Exercise aim.
Write out the entire article on the La Soufriere volcano and the repatriation sailing from St Vincent word for word.

Article.

THE threat of the La Soufriere volcano as well as ensuing economic uncertainty in St Vincent has seen many Trinis living and working in that country try to take advantage of Wednesday evening's repatriation sailing of the MV Galleons Passage back to Port of Spain.
The vessel arrived in St Vincent on Tuesday afternoon laden with humanitarian aid as the Trinidad and Tobago Government responded to the emerging crisis after the volcano exploded last week Friday, for the first time in 42 years.
The volcano erupted twice on Tuesday, with pyroclastic flow threatening villages to the northeast of the island. Prime Minister Gonsalves on Wednesday appealed for people still in the red zone to get out while they still can. There was another eruption around 11.30 am on Wednesday.
The TT Ministry of National Security sought to achieve two objectives on its humanitarian mission: sending military personnel to assist St Vincent's security forces and also to arrange for TT citizens trapped on the island to return home.

Coordinate annotation records.

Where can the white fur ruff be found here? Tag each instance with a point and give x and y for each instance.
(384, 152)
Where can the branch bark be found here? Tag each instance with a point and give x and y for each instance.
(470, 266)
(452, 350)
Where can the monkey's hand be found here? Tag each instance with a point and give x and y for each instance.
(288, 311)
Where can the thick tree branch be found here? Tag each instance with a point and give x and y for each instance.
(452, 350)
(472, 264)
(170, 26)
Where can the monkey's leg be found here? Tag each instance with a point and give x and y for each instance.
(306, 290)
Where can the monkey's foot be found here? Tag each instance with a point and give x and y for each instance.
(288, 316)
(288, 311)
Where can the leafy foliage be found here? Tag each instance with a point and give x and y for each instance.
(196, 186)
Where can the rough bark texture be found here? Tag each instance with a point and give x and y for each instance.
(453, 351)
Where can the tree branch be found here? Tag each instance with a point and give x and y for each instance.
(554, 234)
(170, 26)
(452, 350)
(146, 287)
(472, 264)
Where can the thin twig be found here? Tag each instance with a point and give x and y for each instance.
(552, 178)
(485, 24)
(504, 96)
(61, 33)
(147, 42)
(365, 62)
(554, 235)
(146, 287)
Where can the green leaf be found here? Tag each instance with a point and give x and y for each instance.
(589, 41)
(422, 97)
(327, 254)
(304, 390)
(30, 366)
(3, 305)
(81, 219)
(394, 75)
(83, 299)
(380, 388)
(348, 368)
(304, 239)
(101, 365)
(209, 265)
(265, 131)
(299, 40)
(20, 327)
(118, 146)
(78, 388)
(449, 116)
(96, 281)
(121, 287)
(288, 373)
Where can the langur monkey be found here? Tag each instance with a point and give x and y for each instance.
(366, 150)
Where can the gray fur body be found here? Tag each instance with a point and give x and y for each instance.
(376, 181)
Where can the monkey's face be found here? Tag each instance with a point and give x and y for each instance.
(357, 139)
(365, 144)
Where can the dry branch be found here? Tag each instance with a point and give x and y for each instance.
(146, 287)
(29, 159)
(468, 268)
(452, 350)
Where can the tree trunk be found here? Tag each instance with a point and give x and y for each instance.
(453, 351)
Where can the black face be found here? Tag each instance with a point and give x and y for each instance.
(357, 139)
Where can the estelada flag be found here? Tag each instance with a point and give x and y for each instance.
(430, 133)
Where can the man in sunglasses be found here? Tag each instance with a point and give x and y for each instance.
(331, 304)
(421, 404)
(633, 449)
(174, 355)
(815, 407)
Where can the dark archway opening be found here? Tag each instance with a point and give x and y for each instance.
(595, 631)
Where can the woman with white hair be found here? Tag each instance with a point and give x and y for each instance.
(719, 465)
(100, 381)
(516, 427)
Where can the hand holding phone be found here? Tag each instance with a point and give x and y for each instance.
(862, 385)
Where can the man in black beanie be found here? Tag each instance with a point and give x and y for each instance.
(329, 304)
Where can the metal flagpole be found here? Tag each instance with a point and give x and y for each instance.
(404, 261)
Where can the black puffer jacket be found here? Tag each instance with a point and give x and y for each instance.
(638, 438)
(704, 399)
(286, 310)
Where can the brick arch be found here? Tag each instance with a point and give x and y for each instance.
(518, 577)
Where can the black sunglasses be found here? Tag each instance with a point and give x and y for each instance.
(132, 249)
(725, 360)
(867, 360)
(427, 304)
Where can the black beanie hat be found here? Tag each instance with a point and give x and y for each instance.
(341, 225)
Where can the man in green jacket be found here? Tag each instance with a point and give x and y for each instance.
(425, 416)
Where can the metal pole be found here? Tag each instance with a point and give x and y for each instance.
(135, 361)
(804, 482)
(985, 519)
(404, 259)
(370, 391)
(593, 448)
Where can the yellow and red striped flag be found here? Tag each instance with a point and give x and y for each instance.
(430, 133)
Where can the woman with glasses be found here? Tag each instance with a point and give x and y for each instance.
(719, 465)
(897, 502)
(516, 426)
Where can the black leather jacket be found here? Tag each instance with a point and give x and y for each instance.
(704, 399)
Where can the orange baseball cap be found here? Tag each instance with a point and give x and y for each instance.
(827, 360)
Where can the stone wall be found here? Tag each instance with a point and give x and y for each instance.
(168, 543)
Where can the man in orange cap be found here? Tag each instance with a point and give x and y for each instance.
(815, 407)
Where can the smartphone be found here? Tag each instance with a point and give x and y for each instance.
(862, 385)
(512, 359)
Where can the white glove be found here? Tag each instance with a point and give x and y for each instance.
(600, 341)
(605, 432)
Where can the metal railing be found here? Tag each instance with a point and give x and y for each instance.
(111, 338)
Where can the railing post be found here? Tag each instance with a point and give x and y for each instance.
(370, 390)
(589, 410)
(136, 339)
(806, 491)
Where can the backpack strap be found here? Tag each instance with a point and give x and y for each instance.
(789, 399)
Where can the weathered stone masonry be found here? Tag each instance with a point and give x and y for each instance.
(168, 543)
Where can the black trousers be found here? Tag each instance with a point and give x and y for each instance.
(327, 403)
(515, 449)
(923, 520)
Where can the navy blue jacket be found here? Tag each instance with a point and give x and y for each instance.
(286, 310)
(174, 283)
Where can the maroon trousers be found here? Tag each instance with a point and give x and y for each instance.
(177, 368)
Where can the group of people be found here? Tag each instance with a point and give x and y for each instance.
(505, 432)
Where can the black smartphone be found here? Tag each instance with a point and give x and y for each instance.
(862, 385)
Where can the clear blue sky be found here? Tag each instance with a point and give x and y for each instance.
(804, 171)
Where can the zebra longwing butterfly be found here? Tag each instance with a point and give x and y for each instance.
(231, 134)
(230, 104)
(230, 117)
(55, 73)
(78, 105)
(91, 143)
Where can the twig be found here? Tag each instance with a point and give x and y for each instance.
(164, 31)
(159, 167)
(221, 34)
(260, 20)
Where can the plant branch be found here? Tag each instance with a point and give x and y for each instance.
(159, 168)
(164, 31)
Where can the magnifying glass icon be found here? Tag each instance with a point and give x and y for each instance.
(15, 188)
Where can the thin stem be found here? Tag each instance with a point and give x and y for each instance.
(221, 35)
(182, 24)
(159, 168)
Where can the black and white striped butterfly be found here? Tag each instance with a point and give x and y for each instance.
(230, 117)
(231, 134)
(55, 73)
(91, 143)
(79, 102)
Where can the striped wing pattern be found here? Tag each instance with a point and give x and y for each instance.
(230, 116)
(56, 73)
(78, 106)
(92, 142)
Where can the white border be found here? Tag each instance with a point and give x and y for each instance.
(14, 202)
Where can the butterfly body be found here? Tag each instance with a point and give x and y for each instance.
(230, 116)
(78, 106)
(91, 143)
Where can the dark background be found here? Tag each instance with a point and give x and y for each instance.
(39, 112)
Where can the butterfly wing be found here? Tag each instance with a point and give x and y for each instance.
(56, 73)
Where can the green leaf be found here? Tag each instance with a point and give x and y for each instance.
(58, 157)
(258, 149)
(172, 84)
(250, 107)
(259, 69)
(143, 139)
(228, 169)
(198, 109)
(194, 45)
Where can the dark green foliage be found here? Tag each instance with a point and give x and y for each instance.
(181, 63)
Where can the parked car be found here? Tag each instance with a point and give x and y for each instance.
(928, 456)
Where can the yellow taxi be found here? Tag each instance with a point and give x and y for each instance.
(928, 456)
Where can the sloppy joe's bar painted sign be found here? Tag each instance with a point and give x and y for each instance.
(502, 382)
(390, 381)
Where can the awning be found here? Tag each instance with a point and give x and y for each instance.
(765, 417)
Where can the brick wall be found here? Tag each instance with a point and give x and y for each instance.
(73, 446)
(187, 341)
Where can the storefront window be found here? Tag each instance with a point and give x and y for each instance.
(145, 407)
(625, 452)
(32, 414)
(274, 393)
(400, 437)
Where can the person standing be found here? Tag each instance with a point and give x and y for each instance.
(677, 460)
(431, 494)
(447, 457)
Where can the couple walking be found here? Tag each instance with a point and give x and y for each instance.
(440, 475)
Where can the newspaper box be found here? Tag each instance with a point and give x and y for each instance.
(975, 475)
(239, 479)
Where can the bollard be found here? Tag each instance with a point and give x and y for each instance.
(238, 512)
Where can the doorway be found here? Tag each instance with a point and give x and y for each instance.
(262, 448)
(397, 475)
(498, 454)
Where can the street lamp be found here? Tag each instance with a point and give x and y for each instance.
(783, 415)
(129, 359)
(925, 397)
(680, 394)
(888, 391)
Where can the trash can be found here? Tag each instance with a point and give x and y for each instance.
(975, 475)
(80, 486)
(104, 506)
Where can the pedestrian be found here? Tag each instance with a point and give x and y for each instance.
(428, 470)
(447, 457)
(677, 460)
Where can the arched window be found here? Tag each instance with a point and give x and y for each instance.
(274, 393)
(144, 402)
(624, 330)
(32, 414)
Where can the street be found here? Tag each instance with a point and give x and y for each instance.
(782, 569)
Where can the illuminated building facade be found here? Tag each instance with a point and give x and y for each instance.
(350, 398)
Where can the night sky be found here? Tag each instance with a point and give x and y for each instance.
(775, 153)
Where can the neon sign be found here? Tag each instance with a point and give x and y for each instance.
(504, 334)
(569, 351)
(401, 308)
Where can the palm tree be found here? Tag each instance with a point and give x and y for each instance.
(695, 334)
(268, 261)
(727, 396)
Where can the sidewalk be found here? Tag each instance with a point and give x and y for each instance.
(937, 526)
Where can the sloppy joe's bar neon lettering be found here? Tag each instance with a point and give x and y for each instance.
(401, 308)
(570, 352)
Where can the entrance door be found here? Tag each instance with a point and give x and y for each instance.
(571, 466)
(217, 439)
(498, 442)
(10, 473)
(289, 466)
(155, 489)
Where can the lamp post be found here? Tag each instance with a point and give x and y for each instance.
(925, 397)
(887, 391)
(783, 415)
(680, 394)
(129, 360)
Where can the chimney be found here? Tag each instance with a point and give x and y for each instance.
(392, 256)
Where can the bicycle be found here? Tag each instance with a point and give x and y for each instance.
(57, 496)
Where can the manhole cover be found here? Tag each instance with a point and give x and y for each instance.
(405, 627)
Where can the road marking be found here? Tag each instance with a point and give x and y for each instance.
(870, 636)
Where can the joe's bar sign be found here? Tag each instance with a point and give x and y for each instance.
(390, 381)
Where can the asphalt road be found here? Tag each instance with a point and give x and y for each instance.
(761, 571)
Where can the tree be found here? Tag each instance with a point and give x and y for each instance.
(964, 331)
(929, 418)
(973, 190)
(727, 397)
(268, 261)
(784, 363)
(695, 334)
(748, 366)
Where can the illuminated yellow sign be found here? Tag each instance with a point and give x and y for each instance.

Solved problem.
THE threat of the La Soufriere volcano as well as ensuing economic uncertainty in St Vincent has seen many Trinis living and working in that country try to take advantage of Wednesday evening's repatriation sailing of the MV Galleons Passage back to Port of Spain.
The vessel arrived in St Vincent on Tuesday afternoon laden with humanitarian aid as the Trinidad and Tobago Government responded to the emerging crisis after the volcano exploded last week Friday, for the first time in 42 years.
The volcano erupted twice on Tuesday, with pyroclastic flow threatening villages to the northeast of the island. Prime Minister Gonsalves on Wednesday appealed for people still in the red zone to get out while they still can. There was another eruption around 11.30 am on Wednesday.
The TT Ministry of National Security sought to achieve two objectives on its humanitarian mission: sending military personnel to assist St Vincent's security forces and also to arrange for TT citizens trapped on the island to return home.